# [Challenge]
In this listing, switch "one marker per instance" to "one point per object" and leave every other line unchanged.

# [Supplied information]
-=-=-

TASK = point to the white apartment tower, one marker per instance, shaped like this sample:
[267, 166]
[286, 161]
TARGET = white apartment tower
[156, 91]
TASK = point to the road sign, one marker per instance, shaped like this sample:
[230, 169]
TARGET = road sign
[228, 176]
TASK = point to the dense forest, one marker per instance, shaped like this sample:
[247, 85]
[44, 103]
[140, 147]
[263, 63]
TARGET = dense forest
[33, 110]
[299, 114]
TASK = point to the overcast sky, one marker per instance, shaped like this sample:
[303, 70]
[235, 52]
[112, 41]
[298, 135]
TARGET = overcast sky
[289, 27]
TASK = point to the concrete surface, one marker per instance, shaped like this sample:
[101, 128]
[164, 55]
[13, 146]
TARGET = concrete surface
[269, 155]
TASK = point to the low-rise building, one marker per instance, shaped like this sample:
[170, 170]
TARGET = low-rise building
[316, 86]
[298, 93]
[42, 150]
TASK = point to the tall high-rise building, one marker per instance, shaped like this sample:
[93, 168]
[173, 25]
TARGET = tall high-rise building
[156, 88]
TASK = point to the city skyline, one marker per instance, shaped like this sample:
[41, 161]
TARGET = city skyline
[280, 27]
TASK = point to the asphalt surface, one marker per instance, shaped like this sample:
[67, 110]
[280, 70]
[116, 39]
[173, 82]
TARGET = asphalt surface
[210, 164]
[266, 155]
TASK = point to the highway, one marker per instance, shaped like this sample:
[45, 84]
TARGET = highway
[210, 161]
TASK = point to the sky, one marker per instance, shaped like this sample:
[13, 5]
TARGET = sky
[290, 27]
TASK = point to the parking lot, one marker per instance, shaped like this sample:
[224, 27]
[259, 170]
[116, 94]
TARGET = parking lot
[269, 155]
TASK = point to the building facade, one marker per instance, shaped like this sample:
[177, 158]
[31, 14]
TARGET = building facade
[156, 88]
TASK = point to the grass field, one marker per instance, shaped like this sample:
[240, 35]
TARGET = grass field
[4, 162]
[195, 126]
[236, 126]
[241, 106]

-=-=-

# [Response to the task]
TASK = point to the white apartment tower, one point per object, shaped like this sample:
[267, 166]
[286, 161]
TARGET = white apartment tower
[156, 91]
TASK = point to the road sign, one point per object, shaped like this sample:
[230, 169]
TARGET = road sign
[228, 176]
TASK = point to the dense forest, one point per object, shaped like this sample:
[247, 85]
[44, 103]
[140, 147]
[263, 63]
TARGET = dense forest
[33, 110]
[299, 114]
TASK = point to the overcast sky, one point per object, shaped like this sample:
[303, 70]
[235, 52]
[112, 41]
[298, 135]
TARGET = overcast sky
[289, 27]
TASK = point to the concrete surface, one point per object, shaped like this sample:
[101, 128]
[164, 55]
[13, 146]
TARGET = concrete surface
[269, 155]
TASK = point to the low-rise building, one point per object, shaped like this sample:
[170, 170]
TARGET = low-rise building
[316, 86]
[298, 93]
[42, 150]
TASK = point to the tall high-rise building, one point per object, shaped like this sample:
[93, 168]
[173, 25]
TARGET = tall high-rise building
[156, 88]
TASK = point to the city skyline, one point per object, shaped like this sample:
[41, 161]
TARGET = city skyline
[280, 27]
TASK = point to the asphalt surface, one point per object, shaped like this sample:
[67, 110]
[280, 70]
[116, 39]
[173, 82]
TARGET = asphalt surface
[210, 164]
[266, 155]
TASK = point to the highway, one point per object, shaped like this sample:
[45, 84]
TARGET = highway
[210, 161]
TASK = point to the sky, one point per object, shaped like this sample:
[13, 5]
TARGET = sky
[290, 27]
TASK = point to the parking lot, one point per object, shaped like this sample:
[224, 27]
[259, 170]
[116, 94]
TARGET = parking lot
[269, 155]
TASK = point to the building facade, one point per object, shaped like this sample:
[177, 158]
[31, 14]
TARGET = building facade
[156, 88]
TASK = point to the grass field, one point per object, shaped like this sample:
[240, 35]
TARGET = grass field
[4, 162]
[195, 126]
[236, 126]
[241, 106]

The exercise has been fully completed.